> Brief:
Copy out the items from the line containing "For the above frame, enumerate every bird's neck." through the end of the items, including the request lines, and add 101 to every bounding-box coordinate in the answers.

> Data extract:
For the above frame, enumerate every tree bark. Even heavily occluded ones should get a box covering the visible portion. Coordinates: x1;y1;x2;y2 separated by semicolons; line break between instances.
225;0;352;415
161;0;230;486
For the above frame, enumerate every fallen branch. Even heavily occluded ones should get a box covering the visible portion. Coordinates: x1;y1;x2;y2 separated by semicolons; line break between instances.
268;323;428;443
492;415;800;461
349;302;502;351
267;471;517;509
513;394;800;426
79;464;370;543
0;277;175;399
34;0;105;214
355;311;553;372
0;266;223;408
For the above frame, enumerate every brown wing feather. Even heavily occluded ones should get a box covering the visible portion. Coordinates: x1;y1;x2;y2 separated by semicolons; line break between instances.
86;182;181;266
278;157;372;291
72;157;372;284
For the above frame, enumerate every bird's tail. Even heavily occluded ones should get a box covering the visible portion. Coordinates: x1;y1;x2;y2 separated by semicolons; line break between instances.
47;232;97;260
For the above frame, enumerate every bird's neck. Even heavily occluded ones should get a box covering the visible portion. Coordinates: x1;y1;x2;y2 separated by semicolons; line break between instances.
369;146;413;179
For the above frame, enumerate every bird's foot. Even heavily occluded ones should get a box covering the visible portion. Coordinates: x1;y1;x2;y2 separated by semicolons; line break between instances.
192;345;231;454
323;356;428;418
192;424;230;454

> The solution:
For the above frame, enumerate every bird's neck. Even heavily occluded ones should get a box covering the visible portion. Coordinates: x1;y1;x2;y2 separated by semicolons; line break between instances.
470;247;514;280
For the above frame, enumerate every bird's foot. Even heavily occluded ones should get a box covering the visible portion. Coordinates: x1;y1;x2;y2 separated by semicolons; line break between instances.
293;446;332;555
424;457;529;519
293;525;331;555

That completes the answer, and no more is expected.